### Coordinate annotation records

┄┄┄┄┄┄┄┄┄┄

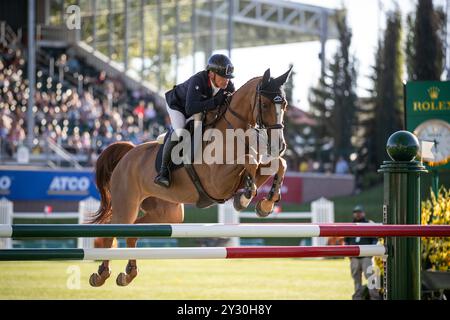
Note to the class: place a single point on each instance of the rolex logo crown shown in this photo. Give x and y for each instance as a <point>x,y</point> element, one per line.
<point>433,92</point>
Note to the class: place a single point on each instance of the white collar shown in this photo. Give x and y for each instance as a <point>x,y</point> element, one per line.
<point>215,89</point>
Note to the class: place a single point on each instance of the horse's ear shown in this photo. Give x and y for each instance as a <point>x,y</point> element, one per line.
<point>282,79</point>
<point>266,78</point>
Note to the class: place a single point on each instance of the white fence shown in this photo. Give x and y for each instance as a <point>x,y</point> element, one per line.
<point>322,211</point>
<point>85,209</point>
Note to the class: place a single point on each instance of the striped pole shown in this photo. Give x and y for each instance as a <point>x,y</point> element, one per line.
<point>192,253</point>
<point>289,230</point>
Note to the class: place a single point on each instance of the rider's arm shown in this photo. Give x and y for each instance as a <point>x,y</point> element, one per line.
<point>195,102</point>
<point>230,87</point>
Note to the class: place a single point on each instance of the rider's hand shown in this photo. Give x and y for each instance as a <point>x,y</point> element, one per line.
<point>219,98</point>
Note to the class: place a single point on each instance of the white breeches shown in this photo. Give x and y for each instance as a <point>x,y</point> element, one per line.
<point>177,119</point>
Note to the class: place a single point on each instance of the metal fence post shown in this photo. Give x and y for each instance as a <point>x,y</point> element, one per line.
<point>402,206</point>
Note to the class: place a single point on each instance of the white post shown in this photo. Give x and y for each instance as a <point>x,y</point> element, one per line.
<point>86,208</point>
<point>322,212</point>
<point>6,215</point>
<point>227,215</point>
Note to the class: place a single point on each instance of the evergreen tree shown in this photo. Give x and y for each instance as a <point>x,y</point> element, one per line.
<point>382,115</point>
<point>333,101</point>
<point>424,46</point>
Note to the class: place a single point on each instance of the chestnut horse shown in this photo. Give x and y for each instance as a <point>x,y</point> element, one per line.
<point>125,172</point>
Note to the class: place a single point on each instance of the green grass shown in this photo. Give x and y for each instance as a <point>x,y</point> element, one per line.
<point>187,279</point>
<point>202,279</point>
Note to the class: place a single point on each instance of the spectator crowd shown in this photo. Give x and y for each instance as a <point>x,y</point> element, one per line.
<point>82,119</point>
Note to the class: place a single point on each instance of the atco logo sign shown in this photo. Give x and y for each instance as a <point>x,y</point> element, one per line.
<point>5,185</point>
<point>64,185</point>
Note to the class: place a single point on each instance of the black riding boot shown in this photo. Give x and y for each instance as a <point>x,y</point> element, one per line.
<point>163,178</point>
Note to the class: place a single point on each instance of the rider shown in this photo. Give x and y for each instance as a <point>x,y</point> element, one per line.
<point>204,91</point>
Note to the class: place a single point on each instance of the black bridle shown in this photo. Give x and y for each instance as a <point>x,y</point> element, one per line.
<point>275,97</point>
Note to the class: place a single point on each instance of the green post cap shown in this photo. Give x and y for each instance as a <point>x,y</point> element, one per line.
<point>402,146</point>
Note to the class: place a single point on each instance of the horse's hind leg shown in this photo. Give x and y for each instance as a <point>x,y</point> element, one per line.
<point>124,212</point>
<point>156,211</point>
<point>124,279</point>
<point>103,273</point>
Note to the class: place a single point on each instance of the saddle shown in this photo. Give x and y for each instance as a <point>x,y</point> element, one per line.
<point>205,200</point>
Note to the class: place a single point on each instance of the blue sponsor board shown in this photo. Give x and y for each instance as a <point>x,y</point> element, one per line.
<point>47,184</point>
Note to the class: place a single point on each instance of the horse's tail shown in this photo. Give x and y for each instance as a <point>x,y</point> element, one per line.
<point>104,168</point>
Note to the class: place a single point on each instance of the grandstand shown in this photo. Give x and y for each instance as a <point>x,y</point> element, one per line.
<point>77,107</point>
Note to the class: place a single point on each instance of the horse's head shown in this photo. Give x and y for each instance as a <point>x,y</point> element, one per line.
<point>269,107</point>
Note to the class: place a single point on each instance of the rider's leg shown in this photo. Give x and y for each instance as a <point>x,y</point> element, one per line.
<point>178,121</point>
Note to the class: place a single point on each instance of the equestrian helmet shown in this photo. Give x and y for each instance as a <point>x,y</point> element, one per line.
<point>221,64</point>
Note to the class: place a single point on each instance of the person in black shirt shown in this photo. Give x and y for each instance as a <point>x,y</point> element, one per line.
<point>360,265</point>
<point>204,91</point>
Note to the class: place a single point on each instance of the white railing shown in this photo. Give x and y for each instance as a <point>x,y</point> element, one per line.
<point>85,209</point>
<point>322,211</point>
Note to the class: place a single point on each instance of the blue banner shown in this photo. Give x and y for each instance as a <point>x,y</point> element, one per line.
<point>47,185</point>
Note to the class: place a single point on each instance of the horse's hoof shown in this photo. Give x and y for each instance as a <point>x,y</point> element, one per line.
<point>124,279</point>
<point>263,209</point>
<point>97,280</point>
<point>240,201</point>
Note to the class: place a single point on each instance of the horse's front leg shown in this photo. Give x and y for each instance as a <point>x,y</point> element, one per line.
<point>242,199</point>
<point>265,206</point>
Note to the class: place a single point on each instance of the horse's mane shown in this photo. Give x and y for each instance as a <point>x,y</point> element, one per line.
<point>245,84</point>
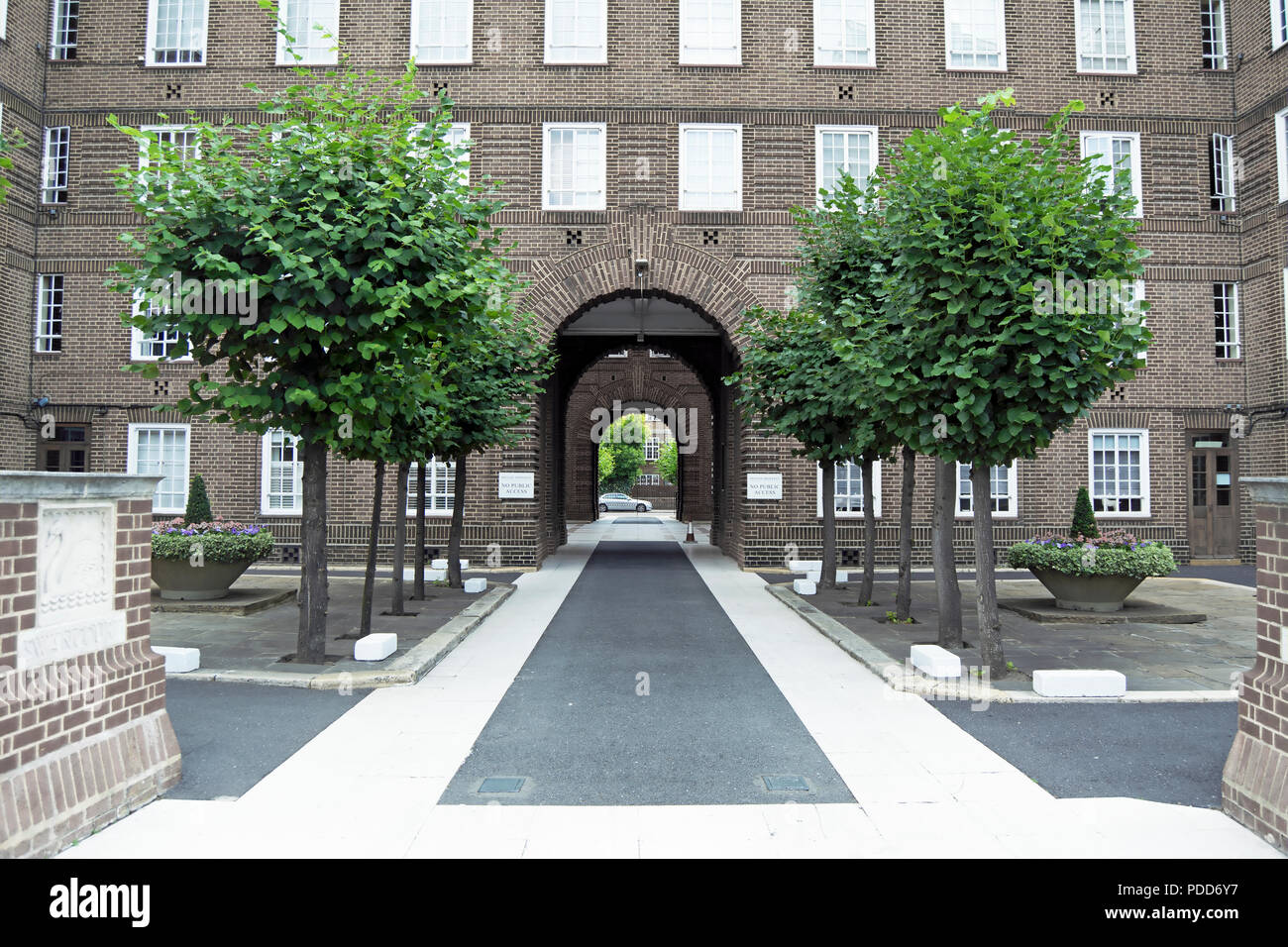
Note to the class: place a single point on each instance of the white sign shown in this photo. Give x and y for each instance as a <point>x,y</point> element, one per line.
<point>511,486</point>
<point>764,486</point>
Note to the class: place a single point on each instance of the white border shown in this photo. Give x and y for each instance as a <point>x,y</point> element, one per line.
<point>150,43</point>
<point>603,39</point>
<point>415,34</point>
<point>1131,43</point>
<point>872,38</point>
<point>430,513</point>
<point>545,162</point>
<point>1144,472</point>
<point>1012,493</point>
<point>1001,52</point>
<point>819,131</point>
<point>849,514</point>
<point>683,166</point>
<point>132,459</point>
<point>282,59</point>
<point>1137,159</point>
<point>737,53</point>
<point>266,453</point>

┄┄┄┄┄┄┄┄┄┄

### WHAT YOU NEED TO DO
Copy the lines from the line with "of the striped" up to and including the line with "<point>177,119</point>", keeping the requests unchanged and scaling every coordinate in the answers by 1.6, rounded to whole numbers with halves rounded up. Give only these lines.

### OUTPUT OF THE TASK
Note to the class: place a single point on each instance of the striped pole shown in this photo. Give x and y for each instance as a <point>x,y</point> element, one per line.
<point>307,405</point>
<point>462,368</point>
Note to the class: place a single point on each instance of the rider's arm shown in this photo. Give x and y for each instance as a <point>x,y</point> element, one per line.
<point>312,163</point>
<point>368,139</point>
Note to the class: place a single point on each instance of the rider's hand shown in this photo. Give x and y for each instance as a <point>x,y</point> element, one per line.
<point>350,157</point>
Note to the class: place a single point on each instance of the white breeches shown in this photo. Give x and y for each instance as a <point>x,y</point> element, one per line.
<point>283,190</point>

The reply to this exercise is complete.